CONSIGNE 1:
Recopiez fidèlement le passage du document source allant de « Dans la région » jusqu'à « pour la Syrie. ».
CONSIGNE 2:
Expliquez, d'après le document source, pourquoi Khaldoun a quitté la Syrie en 2014.

DOCUMENT SOURCE:
Dans la région d’Idleb (nord-ouest), Khaldoun et deux de ses amis, ont initié un projet éducatif, la « Magic caravan ». Khaldoun, originaire de Damas, a étudié le théâtre et la photographie à l’université de Damas. Il vit actuellement au Liban, mais espère retourner en Syrie pour poursuivre le développement du projet. Il nous livre un témoignage poignant sur la jeunesse syrienne et ce à quoi elle fait face à l’intérieur du pays.
J’ai quitté la Syrie en 2014 car j’ai commencé un projet avec des amis, la « Magic caravan ». Il a débuté en 2013, et je suis parti de Syrie pour collecter de l’argent et organiser des levées de fonds à l’étranger. Jusqu’à maintenant, je travaille à l’élaboration de ce projet et à son financement, c’est ce qui m’a poussé à partir mais je reste proche de la Syrie, je travaille aux frontières pour les Syriens, pour la Syrie.
Qu’est-ce que le projet de « Magic caravan »?
La caravane suit les enfants et les emmène avec leurs familles dans des endroits plus sûrs, pour les protéger des bombardements. L’objectif est de faire de l’éducation et de l’accompagnement individuel en utilisant l’art. On a commencé dans une petite caravane, nous changions d’endroit chaque jour, nous emmenions les gens en dehors de leur maison et de leur village pour la journée, pour pouvoir travailler. Et ils rentraient le soir chez eux.
Très rapidement, nous avons reçu de nombreux volontaires et bénévoles, hommes et femmes, intéressés pour travailler autour de ce projet. Maintenant nous avons plusieurs caravanes mobiles et centres communautaires à travers le pays. Nous les nommons les « magic house » et les « magic caravan ».
Nous faisons donc des ateliers pour les femmes, pour les mères de famille mais aussi pour les jeunes, filles et garçons, et pour les enfants. Ils ont entre 6 et 18 ans. Au-delà de cet âge, ce sont les ateliers pour femmes.
Pourquoi avoir décidé de monter ce projet en Syrie ?

LISTE DES DONNÉES:
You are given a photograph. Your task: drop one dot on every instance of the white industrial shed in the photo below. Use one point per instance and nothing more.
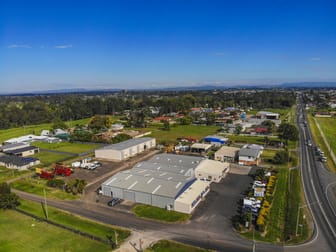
(160, 181)
(191, 197)
(211, 170)
(126, 149)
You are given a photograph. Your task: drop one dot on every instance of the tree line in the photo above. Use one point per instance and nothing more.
(17, 111)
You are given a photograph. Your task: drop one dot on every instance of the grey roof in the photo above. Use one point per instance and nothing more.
(150, 185)
(249, 152)
(178, 160)
(128, 143)
(20, 150)
(162, 167)
(164, 174)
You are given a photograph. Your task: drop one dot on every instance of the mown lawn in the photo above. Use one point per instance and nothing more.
(319, 140)
(160, 214)
(169, 246)
(22, 233)
(47, 158)
(34, 129)
(283, 112)
(67, 147)
(37, 185)
(74, 221)
(7, 174)
(170, 136)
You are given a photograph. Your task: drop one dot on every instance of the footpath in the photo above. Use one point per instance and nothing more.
(332, 154)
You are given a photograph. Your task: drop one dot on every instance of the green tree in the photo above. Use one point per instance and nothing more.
(58, 124)
(100, 122)
(166, 125)
(238, 129)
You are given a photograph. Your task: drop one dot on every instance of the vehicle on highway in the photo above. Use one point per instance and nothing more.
(114, 202)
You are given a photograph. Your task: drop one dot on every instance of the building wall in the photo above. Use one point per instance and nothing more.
(144, 198)
(108, 154)
(161, 201)
(248, 161)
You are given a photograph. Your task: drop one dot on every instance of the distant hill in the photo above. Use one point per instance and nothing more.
(187, 88)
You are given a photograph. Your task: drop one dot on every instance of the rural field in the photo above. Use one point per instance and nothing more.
(19, 232)
(168, 246)
(8, 174)
(170, 136)
(34, 129)
(36, 186)
(74, 221)
(327, 125)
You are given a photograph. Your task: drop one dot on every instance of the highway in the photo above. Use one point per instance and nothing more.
(318, 186)
(316, 179)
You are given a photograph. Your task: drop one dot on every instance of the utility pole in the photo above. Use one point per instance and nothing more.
(45, 203)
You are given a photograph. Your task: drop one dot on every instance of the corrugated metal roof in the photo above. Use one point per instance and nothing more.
(128, 143)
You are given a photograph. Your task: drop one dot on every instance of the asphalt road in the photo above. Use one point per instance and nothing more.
(316, 179)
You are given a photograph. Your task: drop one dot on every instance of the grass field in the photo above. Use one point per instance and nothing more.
(67, 147)
(37, 185)
(47, 158)
(21, 233)
(160, 214)
(319, 140)
(169, 246)
(283, 112)
(170, 136)
(33, 129)
(7, 174)
(74, 221)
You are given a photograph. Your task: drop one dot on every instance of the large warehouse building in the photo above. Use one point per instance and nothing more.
(126, 149)
(166, 181)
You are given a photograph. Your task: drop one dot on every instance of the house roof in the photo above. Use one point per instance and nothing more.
(127, 144)
(227, 151)
(249, 152)
(212, 167)
(201, 146)
(15, 160)
(177, 160)
(151, 185)
(193, 191)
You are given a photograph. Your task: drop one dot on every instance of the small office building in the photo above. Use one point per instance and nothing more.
(200, 147)
(23, 152)
(227, 154)
(216, 140)
(126, 149)
(211, 170)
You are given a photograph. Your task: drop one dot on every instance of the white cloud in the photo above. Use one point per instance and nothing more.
(62, 46)
(315, 59)
(18, 46)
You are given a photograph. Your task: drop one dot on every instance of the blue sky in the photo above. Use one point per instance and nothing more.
(141, 44)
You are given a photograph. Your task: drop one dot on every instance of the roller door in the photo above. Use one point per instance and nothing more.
(128, 195)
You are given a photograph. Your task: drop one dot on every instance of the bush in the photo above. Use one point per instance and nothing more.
(57, 183)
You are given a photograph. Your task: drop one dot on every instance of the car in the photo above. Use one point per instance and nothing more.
(114, 202)
(98, 164)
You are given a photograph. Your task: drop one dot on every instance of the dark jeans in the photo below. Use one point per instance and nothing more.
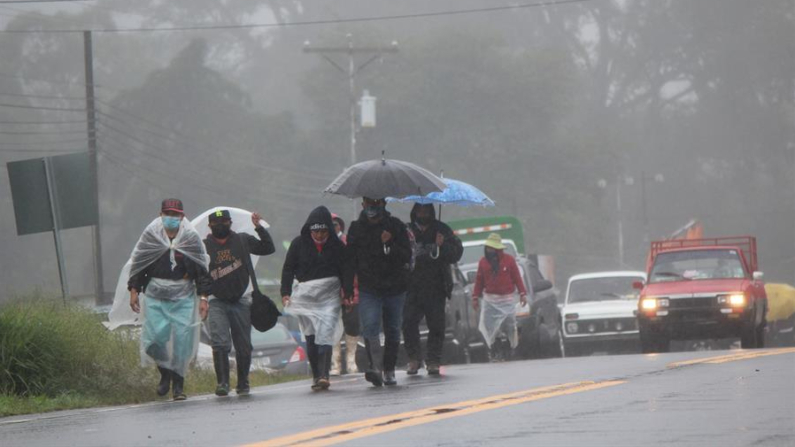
(375, 309)
(350, 320)
(230, 323)
(431, 307)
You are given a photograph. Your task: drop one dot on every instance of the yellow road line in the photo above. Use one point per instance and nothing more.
(744, 355)
(369, 427)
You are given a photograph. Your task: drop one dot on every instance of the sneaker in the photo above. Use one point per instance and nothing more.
(222, 390)
(374, 377)
(323, 384)
(244, 391)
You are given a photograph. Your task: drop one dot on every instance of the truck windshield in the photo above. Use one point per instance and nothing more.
(603, 289)
(473, 253)
(696, 265)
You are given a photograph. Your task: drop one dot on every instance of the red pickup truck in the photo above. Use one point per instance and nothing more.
(702, 288)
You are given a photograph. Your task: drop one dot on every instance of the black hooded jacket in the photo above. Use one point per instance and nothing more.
(382, 272)
(305, 263)
(433, 276)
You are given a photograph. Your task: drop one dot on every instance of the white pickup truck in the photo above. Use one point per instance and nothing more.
(599, 313)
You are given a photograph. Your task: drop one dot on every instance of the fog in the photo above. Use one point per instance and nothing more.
(686, 108)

CORRIGÉ DE L'EXERCICE 1:
Dans la région d’Idleb (nord-ouest), Khaldoun et deux de ses amis, ont initié un projet éducatif, la « Magic caravan ». Khaldoun, originaire de Damas, a étudié le théâtre et la photographie à l’université de Damas. Il vit actuellement au Liban, mais espère retourner en Syrie pour poursuivre le développement du projet. Il nous livre un témoignage poignant sur la jeunesse syrienne et ce à quoi elle fait face à l’intérieur du pays.
J’ai quitté la Syrie en 2014 car j’ai commencé un projet avec des amis, la « Magic caravan ». Il a débuté en 2013, et je suis parti de Syrie pour collecter de l’argent et organiser des levées de fonds à l’étranger. Jusqu’à maintenant, je travaille à l’élaboration de ce projet et à son financement, c’est ce qui m’a poussé à partir mais je reste proche de la Syrie, je travaille aux frontières pour les Syriens, pour la Syrie.

CORRIGÉ DE L'EXERCICE 2:
Khaldoun a quitté la Syrie en 2014 pour collecter de l'argent et organiser des levées de fonds à l'étranger au profit de la « Magic caravan », un projet lancé avec des amis en 2013. C'est le travail d'élaboration et de financement de ce projet qui l'a poussé à partir.